[What this task involves]: Transcribe the data in full and exactly, omitting any pictures.

[Items]:

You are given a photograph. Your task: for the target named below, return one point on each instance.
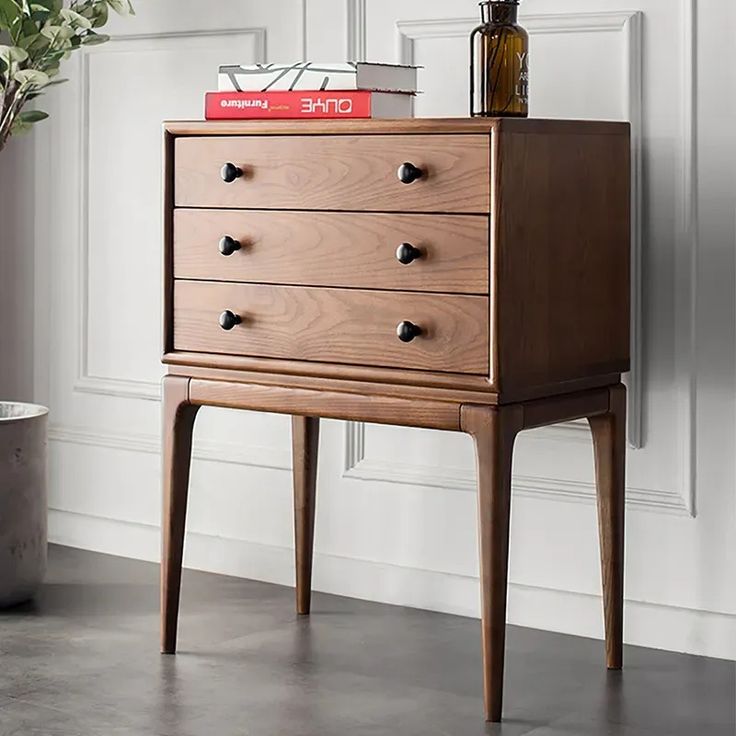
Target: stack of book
(312, 90)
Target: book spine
(287, 105)
(303, 77)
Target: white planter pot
(23, 512)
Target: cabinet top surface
(405, 126)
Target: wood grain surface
(410, 126)
(334, 249)
(609, 443)
(334, 325)
(494, 431)
(335, 173)
(560, 272)
(327, 404)
(305, 451)
(178, 417)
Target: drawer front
(333, 325)
(335, 173)
(334, 249)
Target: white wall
(396, 513)
(16, 271)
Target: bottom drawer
(333, 325)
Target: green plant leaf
(31, 78)
(32, 116)
(92, 39)
(10, 11)
(13, 53)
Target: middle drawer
(443, 253)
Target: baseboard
(652, 625)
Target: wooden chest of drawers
(469, 275)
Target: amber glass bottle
(499, 62)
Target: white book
(313, 76)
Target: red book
(317, 104)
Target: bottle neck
(499, 12)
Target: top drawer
(335, 173)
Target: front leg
(305, 444)
(177, 428)
(494, 430)
(609, 443)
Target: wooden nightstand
(468, 275)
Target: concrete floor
(83, 661)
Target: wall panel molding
(85, 382)
(360, 466)
(232, 453)
(357, 32)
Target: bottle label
(521, 89)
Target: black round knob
(229, 319)
(409, 173)
(230, 172)
(406, 253)
(229, 245)
(406, 331)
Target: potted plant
(35, 37)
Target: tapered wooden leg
(494, 430)
(305, 444)
(609, 442)
(177, 427)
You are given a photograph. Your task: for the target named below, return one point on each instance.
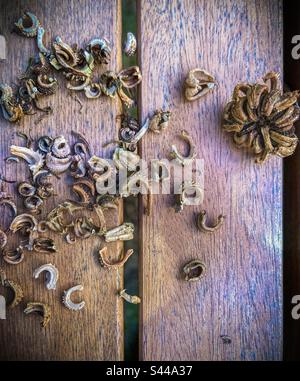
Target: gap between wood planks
(131, 318)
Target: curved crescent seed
(51, 276)
(67, 298)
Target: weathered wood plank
(96, 332)
(241, 295)
(291, 194)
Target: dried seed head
(261, 118)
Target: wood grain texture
(291, 194)
(96, 332)
(241, 295)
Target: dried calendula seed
(100, 49)
(14, 287)
(130, 44)
(44, 245)
(159, 121)
(133, 299)
(261, 118)
(26, 189)
(67, 298)
(190, 193)
(25, 222)
(28, 25)
(106, 263)
(107, 201)
(11, 204)
(123, 232)
(124, 159)
(3, 239)
(202, 222)
(194, 270)
(13, 257)
(41, 309)
(51, 275)
(198, 83)
(175, 154)
(11, 109)
(34, 158)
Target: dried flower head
(261, 117)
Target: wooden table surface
(96, 332)
(241, 295)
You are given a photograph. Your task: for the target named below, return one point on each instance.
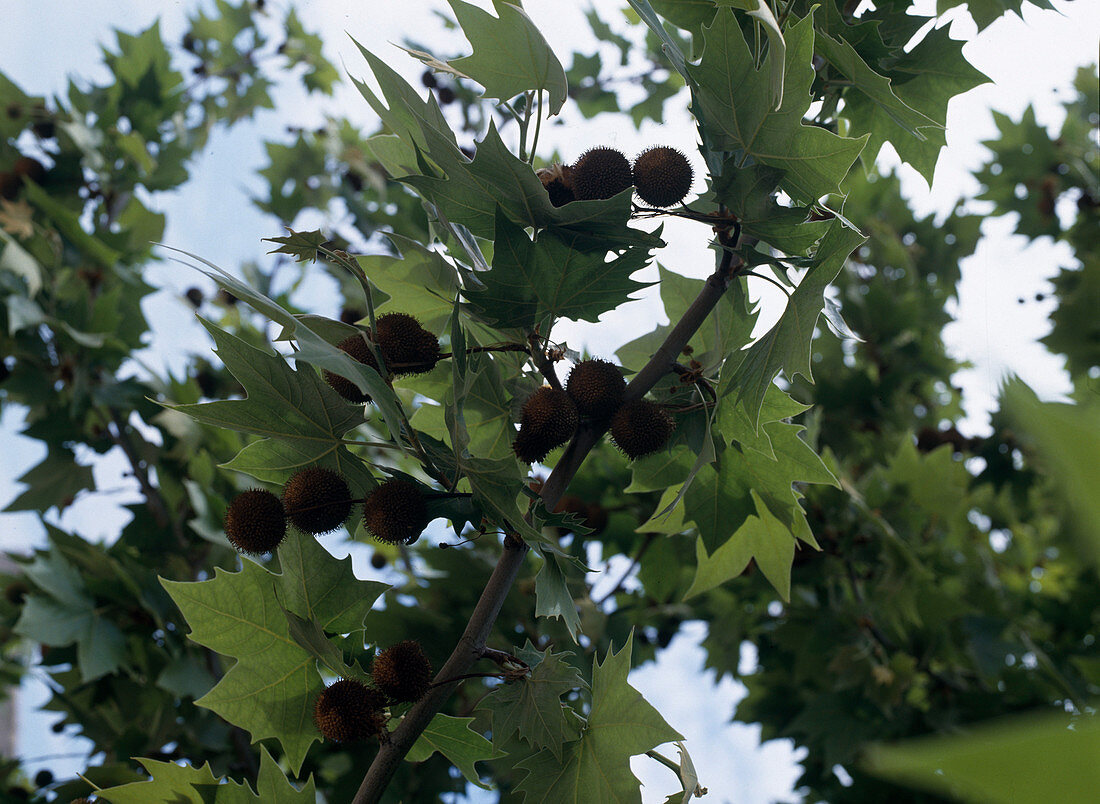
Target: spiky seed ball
(640, 428)
(601, 173)
(661, 176)
(317, 499)
(596, 386)
(255, 521)
(548, 419)
(406, 347)
(403, 672)
(359, 349)
(349, 711)
(396, 513)
(558, 180)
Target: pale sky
(992, 331)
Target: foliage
(903, 588)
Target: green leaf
(876, 87)
(531, 706)
(552, 597)
(309, 428)
(763, 539)
(301, 245)
(453, 738)
(510, 55)
(55, 481)
(185, 784)
(1052, 757)
(596, 768)
(550, 277)
(787, 344)
(1068, 441)
(924, 80)
(311, 349)
(270, 691)
(735, 100)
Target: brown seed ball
(255, 521)
(317, 499)
(601, 173)
(396, 511)
(640, 428)
(596, 386)
(32, 168)
(406, 347)
(661, 176)
(548, 419)
(403, 672)
(558, 180)
(349, 711)
(361, 351)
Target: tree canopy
(801, 487)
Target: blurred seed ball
(9, 185)
(640, 428)
(349, 711)
(255, 521)
(317, 499)
(15, 592)
(396, 511)
(601, 173)
(548, 419)
(596, 387)
(662, 176)
(403, 672)
(558, 180)
(406, 347)
(360, 350)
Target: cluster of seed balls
(660, 175)
(350, 711)
(318, 500)
(594, 391)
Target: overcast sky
(1032, 61)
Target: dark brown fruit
(255, 521)
(661, 176)
(396, 511)
(403, 672)
(640, 428)
(15, 593)
(349, 711)
(601, 173)
(559, 184)
(548, 419)
(406, 347)
(361, 351)
(596, 386)
(31, 168)
(317, 499)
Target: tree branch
(472, 643)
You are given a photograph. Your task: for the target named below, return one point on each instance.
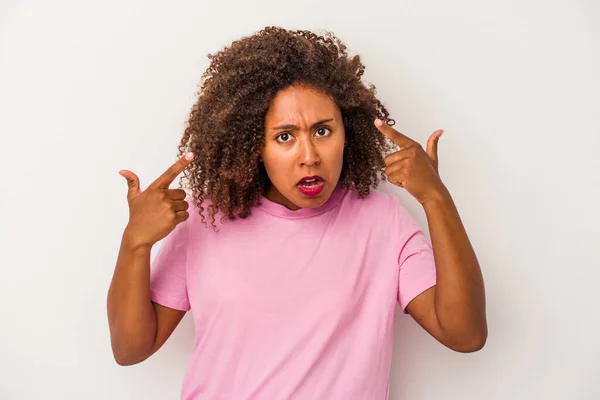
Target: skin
(453, 311)
(304, 136)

[Finished exercise]:
You are given a photograph. Your task: for the target named below, return one point on each instance.
Target: stack of book
(312, 90)
Target: book spine
(287, 105)
(303, 77)
Target: white planter pot
(23, 512)
Target: cabinet top surface
(405, 126)
Target: wood grain surface
(410, 126)
(334, 249)
(609, 443)
(334, 325)
(494, 431)
(335, 173)
(560, 272)
(327, 404)
(305, 451)
(178, 417)
Target: drawer front
(333, 325)
(335, 173)
(334, 249)
Target: white wall
(396, 513)
(16, 271)
Target: bottom drawer
(333, 325)
Target: green plant leaf
(31, 78)
(32, 116)
(92, 39)
(10, 11)
(13, 53)
Target: middle drawer
(443, 253)
Target: baseboard
(652, 625)
Target: wooden chest of drawers
(469, 275)
Target: amber glass bottle
(499, 62)
Target: white book
(313, 76)
Target: red book
(317, 104)
Target: bottle neck
(499, 12)
Target: top drawer
(335, 173)
Target: front leg
(305, 444)
(177, 428)
(494, 430)
(609, 443)
Target: wooden nightstand
(468, 275)
Target: concrete floor
(83, 661)
Target: wall panel molding
(85, 382)
(360, 466)
(232, 453)
(357, 32)
Target: bottle label
(521, 89)
Target: black round knob
(229, 319)
(409, 173)
(230, 172)
(406, 253)
(229, 245)
(406, 331)
Target: potted plant
(35, 37)
Target: tapered wooden leg
(494, 430)
(305, 444)
(609, 442)
(177, 427)
You are given a photograph. Your task: for the target named below, return one point on each instance.
Target: gap between wood planks
(131, 318)
Target: curved crescent seed
(51, 276)
(67, 298)
Target: weathered wood plank
(96, 332)
(241, 295)
(291, 194)
Target: dried seed head
(261, 118)
Target: wood grain texture
(291, 194)
(96, 332)
(241, 295)
Target: dried calendula seed
(100, 49)
(14, 287)
(130, 44)
(44, 245)
(159, 121)
(133, 299)
(261, 118)
(26, 189)
(67, 298)
(190, 193)
(25, 222)
(28, 25)
(106, 263)
(107, 201)
(11, 204)
(123, 232)
(124, 159)
(3, 239)
(202, 222)
(194, 270)
(13, 257)
(41, 309)
(51, 275)
(198, 83)
(175, 154)
(11, 109)
(34, 158)
Target: dried flower head
(261, 117)
Target: wooden table surface
(96, 332)
(241, 295)
You are given a photograph. Your task: for the target named below, return one point on each instance.
Target: spiky seed ball
(640, 428)
(601, 173)
(661, 176)
(317, 499)
(596, 386)
(255, 521)
(548, 419)
(406, 347)
(403, 672)
(359, 349)
(349, 711)
(396, 513)
(558, 180)
Target: pale sky
(992, 331)
Target: foliage
(903, 588)
Target: green leaf
(876, 87)
(531, 706)
(552, 597)
(309, 428)
(763, 539)
(301, 245)
(453, 738)
(510, 55)
(55, 481)
(185, 784)
(1052, 757)
(596, 768)
(550, 277)
(787, 344)
(1068, 441)
(924, 80)
(311, 349)
(270, 691)
(735, 100)
Target: brown seed ball
(255, 521)
(317, 499)
(601, 173)
(396, 511)
(640, 428)
(596, 386)
(32, 168)
(406, 347)
(661, 176)
(548, 419)
(403, 672)
(558, 180)
(349, 711)
(361, 351)
Target: tree canopy
(801, 487)
Target: blurred seed ball
(9, 185)
(640, 428)
(349, 711)
(255, 521)
(317, 499)
(15, 592)
(396, 511)
(601, 173)
(548, 419)
(596, 387)
(662, 176)
(403, 672)
(558, 180)
(406, 347)
(360, 350)
Target: cluster of seed balls
(660, 175)
(350, 711)
(318, 500)
(594, 391)
Target: overcast sky
(1032, 61)
Target: dark brown fruit
(255, 521)
(661, 176)
(396, 511)
(403, 672)
(640, 428)
(15, 593)
(349, 711)
(601, 173)
(559, 184)
(548, 419)
(406, 347)
(361, 351)
(596, 386)
(31, 168)
(317, 499)
Target: tree branch
(472, 643)
You are given a photograph. Your task: for the target named below, return one point on each instance.
Target: skin
(453, 311)
(304, 136)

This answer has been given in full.